It is not surprising that South Dakota and Kentucky have higher fertility rates than Rhode Island and California. People in the former states tend to be rural, religious, and conservative. People in the latter states tend to be highly urbanized, secular, and liberal. It is also intuitive that these characteristics are correlated: one can easily imagine a god-fearing, Trump-supporting farmer and a cosmopolitan socialist who has not been to church in years. The question I am curious about is which one of these variables has the strongest effect on birth rates.
Data for political patterns and urbanization levels was readily available, but was lacking for religion. The Census Bureau’s Household Pulse Survey includes a question on attendance of religious services at least four times a year, which I used to estimate the religiosity levels of each state (specifically phases 4 to 4.2). Although imprecise, it yielded the highest explanatory results on birth rates.
A 10% increase in religious attendance is associated with 3.4 more births per 1000 women. A 10% increase in Republican voter share (using the Cook Partisan Voting Index) corresponds to 2 more births. After controlling for religious and political tendencies, the level of urbanization was not meaningfully associated with the birth rate. Rural states had some of the highest and lowest fertility rates.
The r squared value being above 0.6 is a strong result for modeling complex human behavior using only three variables. In other words, over 60% of the differences in states’ fertility rate can be explained by the differences in states’ religiosity, partisanship, and urbanization alone (although these are very important and encompassing variables). The log-transformed model has an even higher positive correlation. Despite the correlation between religiosity, conservatism, and a larger rural populace, the variance inflation factor was less than 5 for all the variables, which is a common threshold for ensuring the interconnectedness of independent variables is not too high to affect a model.
Using the standard (not logarithmic) model, I calculated the expected fertility rate in each state. I was happy with how similar the maps looked, with the regional trends being very apparent.

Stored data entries

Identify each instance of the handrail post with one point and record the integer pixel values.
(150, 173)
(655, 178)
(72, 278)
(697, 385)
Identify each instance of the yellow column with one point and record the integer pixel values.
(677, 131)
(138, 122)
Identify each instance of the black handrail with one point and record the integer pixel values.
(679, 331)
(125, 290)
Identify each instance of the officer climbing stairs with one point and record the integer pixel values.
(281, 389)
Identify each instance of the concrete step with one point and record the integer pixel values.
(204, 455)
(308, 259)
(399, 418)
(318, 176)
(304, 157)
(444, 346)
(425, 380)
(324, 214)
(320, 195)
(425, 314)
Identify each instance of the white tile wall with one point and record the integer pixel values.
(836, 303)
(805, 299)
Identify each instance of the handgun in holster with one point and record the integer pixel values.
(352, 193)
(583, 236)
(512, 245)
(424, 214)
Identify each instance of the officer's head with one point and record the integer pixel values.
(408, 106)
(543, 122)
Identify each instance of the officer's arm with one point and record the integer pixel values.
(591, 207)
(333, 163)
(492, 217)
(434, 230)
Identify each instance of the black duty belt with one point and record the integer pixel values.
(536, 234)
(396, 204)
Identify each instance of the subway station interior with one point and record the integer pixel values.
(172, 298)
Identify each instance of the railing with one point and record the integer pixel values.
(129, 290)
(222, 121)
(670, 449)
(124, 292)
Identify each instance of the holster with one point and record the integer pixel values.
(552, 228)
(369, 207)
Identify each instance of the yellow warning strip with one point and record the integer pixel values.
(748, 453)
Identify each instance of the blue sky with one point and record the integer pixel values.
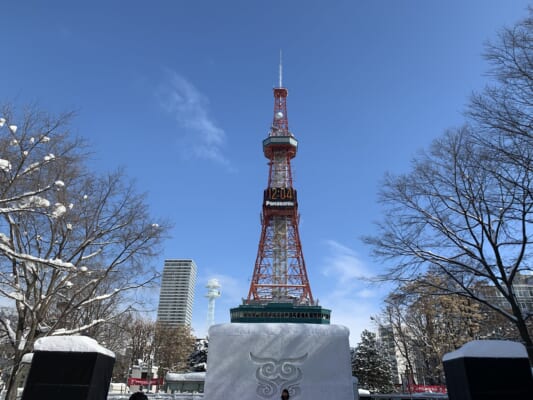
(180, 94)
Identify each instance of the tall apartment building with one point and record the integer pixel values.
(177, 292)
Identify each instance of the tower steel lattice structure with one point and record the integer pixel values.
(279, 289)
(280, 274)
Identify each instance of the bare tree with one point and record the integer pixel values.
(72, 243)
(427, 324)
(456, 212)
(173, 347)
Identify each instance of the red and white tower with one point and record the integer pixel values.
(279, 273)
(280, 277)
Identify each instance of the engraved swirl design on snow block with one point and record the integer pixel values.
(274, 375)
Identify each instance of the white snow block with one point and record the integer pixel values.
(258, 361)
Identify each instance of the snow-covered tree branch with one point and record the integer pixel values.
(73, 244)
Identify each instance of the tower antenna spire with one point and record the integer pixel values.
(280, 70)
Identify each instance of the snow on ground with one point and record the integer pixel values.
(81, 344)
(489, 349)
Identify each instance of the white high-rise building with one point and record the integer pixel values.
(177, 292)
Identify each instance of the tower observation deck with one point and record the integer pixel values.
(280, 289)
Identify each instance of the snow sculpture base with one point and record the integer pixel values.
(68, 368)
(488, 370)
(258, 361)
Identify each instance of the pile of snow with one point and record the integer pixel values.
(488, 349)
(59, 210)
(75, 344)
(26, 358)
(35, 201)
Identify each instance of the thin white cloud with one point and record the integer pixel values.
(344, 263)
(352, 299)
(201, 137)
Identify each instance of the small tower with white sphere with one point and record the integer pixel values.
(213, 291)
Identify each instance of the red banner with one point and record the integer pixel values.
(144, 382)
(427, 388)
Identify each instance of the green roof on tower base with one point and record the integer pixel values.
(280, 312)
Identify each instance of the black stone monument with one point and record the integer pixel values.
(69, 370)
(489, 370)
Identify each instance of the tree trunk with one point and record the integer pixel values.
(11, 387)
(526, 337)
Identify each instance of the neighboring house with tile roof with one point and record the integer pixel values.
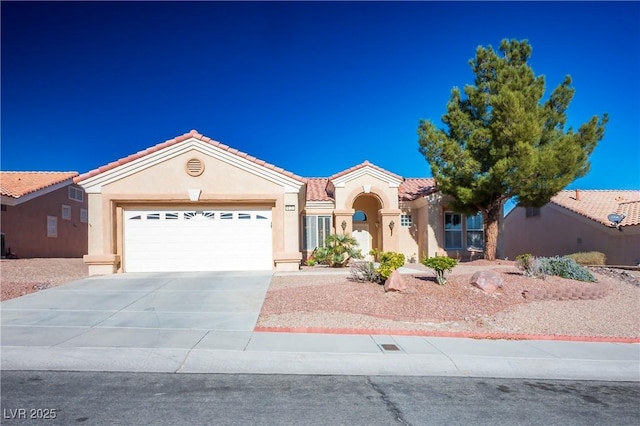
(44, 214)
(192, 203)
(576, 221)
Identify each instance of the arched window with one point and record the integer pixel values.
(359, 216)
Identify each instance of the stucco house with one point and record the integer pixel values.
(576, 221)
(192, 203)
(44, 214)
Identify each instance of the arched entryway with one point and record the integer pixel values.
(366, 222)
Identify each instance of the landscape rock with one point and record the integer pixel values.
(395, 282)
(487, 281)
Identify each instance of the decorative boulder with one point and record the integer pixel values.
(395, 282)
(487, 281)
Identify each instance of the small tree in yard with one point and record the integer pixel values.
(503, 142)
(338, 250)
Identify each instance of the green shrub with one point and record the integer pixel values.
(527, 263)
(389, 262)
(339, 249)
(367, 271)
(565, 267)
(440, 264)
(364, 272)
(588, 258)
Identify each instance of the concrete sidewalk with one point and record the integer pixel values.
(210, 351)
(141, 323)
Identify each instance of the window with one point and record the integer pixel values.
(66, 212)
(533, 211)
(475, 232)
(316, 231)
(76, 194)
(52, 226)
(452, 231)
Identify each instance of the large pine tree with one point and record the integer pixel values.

---

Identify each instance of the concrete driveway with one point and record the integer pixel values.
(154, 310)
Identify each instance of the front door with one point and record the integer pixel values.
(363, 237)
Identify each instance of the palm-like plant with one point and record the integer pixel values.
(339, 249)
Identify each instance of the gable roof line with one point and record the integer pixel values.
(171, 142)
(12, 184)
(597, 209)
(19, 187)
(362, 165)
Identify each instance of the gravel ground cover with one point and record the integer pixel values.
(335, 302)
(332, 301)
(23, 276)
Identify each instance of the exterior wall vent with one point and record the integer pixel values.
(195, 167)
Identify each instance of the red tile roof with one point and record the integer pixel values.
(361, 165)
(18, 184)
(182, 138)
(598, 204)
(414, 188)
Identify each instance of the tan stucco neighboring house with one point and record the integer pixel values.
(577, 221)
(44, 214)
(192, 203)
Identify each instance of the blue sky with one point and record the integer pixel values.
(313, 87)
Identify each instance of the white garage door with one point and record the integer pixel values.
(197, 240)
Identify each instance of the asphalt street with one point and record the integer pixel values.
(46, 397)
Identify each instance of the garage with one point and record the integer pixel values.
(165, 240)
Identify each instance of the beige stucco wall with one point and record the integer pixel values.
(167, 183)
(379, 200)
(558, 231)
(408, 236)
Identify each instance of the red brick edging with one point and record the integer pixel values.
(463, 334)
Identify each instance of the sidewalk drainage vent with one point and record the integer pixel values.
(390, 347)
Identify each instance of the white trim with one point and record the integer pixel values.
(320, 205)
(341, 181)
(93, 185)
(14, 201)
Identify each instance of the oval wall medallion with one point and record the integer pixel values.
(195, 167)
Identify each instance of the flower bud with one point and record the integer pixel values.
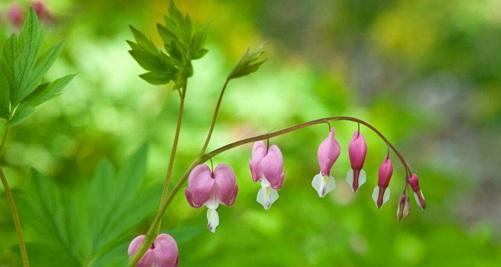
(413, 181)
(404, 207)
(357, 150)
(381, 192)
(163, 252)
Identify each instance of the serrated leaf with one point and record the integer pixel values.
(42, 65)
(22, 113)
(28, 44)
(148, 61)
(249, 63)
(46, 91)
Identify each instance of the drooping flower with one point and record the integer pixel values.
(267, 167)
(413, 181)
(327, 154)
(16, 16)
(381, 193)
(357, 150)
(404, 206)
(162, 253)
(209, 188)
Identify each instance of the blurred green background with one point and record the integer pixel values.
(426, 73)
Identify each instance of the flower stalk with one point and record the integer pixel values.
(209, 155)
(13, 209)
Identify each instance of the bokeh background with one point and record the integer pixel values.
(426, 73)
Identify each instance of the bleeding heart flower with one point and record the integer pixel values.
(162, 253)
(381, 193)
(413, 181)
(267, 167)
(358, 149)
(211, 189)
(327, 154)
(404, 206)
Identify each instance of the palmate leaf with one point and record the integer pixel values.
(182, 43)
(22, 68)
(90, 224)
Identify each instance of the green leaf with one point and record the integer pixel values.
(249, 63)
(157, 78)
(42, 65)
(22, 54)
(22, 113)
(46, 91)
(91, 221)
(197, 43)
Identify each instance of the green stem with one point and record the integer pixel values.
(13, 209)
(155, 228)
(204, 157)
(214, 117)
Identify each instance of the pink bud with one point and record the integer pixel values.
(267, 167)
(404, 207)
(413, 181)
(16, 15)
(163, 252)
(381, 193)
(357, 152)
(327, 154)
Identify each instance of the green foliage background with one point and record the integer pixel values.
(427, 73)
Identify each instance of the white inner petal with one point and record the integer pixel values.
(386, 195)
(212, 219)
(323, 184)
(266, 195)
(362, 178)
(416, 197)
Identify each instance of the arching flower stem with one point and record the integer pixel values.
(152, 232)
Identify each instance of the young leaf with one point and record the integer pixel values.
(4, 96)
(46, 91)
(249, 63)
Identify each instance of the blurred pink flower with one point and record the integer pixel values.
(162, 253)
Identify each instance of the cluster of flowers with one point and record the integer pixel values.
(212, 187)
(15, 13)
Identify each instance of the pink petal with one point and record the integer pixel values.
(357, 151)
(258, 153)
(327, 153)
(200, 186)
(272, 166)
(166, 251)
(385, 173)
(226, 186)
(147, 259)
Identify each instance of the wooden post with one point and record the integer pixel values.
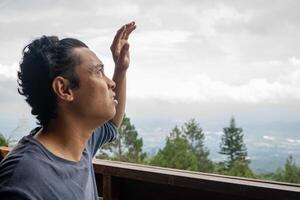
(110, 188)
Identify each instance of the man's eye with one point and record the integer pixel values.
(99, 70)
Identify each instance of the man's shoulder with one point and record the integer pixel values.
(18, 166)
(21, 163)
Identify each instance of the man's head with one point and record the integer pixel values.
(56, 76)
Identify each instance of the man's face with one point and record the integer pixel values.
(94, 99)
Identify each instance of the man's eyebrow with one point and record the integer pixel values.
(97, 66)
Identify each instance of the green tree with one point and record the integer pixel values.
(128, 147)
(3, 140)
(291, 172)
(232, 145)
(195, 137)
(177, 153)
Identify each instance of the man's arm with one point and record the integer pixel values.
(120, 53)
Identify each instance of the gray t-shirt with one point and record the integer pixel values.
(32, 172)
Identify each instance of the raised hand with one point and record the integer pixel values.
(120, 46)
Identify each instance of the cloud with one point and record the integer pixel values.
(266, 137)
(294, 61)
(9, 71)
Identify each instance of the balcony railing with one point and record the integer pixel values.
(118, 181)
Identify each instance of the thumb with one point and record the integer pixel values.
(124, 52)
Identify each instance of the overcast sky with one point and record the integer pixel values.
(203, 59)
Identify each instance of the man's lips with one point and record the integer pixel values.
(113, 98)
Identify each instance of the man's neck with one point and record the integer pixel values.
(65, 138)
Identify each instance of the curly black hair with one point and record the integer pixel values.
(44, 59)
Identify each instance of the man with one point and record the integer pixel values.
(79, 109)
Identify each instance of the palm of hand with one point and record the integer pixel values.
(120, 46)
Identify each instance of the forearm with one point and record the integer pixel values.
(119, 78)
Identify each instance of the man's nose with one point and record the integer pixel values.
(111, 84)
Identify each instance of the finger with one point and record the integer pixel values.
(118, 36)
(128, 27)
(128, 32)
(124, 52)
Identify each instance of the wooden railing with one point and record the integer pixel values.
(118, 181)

- [Exercise set]:
**1)** In the passage on state birth rates, how many more births per 1000 women does a 10% increase in religious attendance correspond to?
**2)** Return the part of the passage on state birth rates from "It is not surprising" up to and including "effect on birth rates.", word for word.
**3)** Resume the passage on state birth rates, picking up right after its final sentence.

- [Numbered answers]:
**1)** A 10% increase in religious attendance corresponds to 3.4 more births per 1000 women.

**2)**
It is not surprising that South Dakota and Kentucky have higher fertility rates than Rhode Island and California. People in the former states tend to be rural, religious, and conservative. People in the latter states tend to be highly urbanized, secular, and liberal. It is also intuitive that these characteristics are correlated: one can easily imagine a god-fearing, Trump-supporting farmer and a cosmopolitan socialist who has not been to church in years. The question I am curious about is which one of these variables has the strongest effect on birth rates.

**3)**
These results are interesting to me because they challenge certain prevalent ideas about American society. People discuss political polarization as a monolithic force, with the growing divide between a red and blue America. History tells us this is not a new phenomenon (the Civil War, 1890s populist movement, 1960s/70s counterculture, etc.), even if it has exacerbated in recent decades. However, religious attendance bearing more explanatory power in a behavior as important as having children than political affiliation suggests a flaw in contemporary discourse. Ideas about religion and philosophy, which often are traced back thousands of years, reflect something important about the human condition. Your personal beliefs, as well as those in your social sphere, on these topics probably reflect your worldview more than your opinion on the president’s latest controversial comments.
The results also contest other widely held superficialities in 2020s America. The regions with the highest and lowest fertility rates, the Great Plains and New England respectively, both contain the highest proportion of white residents in the country. Our society obsesses over race as a monolithic concept to explain people’s behavior, when race is often better understood as a conduit for more meaningful social or cultural affiliations. Suggesting similarities solely on racial grounds is condescending, white farmers in Vermont and South Dakota stand opposite on almost any social metric. People are dynamic forces, not machine-like products of their environments.
From that final point, it would be misinterpreting the data to think there would be exactly 3.4 more kids per 1000 women if 10% more Americans started going to church. The main value from this information is its suggestion that religion plays a more important part than political affiliation or rural residency in predicting the decision to have kids. This raises interesting questions about human psychology and cultural dynamics.
Sources:
Cook Partisan Voting Index (https://www.cookpolitical.com/cook-pvi/2025-partisan-voting-index/state-map-and-list)
US Census dataset on State-Level Urban and Rural information for the 2020 Census and 2010 Census (https://www.census.gov/programs-surveys/geography/guidance/geo-areas/urban-rural.html)
CDC National Center for Health Statistics (https://www.cdc.gov/nchs/pressroom/sosmap/fertility_rate/fertility_rates.htm)
Household Pulse Survey dataset on Lack of Social Connection (https://www.cdc.gov/nchs/covid19/pulse/lack-socialconnection.htm)
© Peter Derrah 2025. All rights reserved.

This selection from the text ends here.